Exercise instructions >> An exact copy of the entries is required, excluding any pictures.

── Given entries

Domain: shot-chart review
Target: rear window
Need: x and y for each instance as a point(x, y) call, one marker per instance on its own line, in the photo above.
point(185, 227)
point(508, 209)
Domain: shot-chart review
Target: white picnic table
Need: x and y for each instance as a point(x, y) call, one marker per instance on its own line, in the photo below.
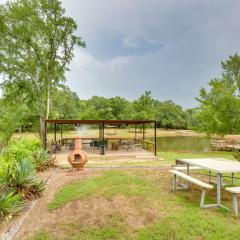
point(217, 165)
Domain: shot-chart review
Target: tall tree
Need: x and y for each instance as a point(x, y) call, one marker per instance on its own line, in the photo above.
point(171, 115)
point(36, 46)
point(144, 106)
point(220, 107)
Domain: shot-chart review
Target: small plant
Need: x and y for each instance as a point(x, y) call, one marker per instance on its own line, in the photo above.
point(10, 203)
point(24, 181)
point(42, 160)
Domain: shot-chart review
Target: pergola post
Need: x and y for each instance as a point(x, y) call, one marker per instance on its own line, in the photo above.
point(155, 138)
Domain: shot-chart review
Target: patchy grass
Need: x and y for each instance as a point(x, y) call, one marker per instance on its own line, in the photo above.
point(136, 204)
point(107, 185)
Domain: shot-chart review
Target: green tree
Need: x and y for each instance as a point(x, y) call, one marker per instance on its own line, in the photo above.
point(220, 107)
point(11, 118)
point(36, 47)
point(65, 105)
point(119, 107)
point(170, 115)
point(144, 107)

────

Response >>
Domain: shot-chart review
Target: rear window
Need: x and y for each instance as a point(x, y) call, one marker per instance on its own line, in the photo above.
point(185, 227)
point(508, 209)
Domain: shot-chart review
Target: white picnic table
Need: x and y for each instance as a point(x, y) call, one marker per instance on its own line, in the photo below.
point(217, 165)
Domain: shot-chart review
Target: tall tree
Need: x and y for each instance as a point(x, y) call, one marker per instance on its own line, in the photo above.
point(171, 115)
point(36, 46)
point(144, 106)
point(220, 107)
Domain: shot-chart review
Target: small plant
Need: x and y for each instance as a point(x, y) call, one marker per instance on its own line, in the photo above.
point(10, 203)
point(24, 181)
point(42, 160)
Domain: shot-chart review
Target: pergola post
Need: x and y for each instance as a point(x, y) call, one marker per instance on its own line, in the photo above.
point(155, 138)
Domain: shot-chart review
Target: patchy grass
Need: x and y for each instance as a point(x, y) call, one marker per instance on its own line, in the photo above.
point(136, 204)
point(107, 185)
Domain: shot-chart review
Target: green tree
Need: x and y for each instance as a point(x, y) call, one marker per instance on its own line, in the photo above.
point(220, 107)
point(11, 118)
point(36, 47)
point(65, 105)
point(119, 107)
point(170, 115)
point(144, 107)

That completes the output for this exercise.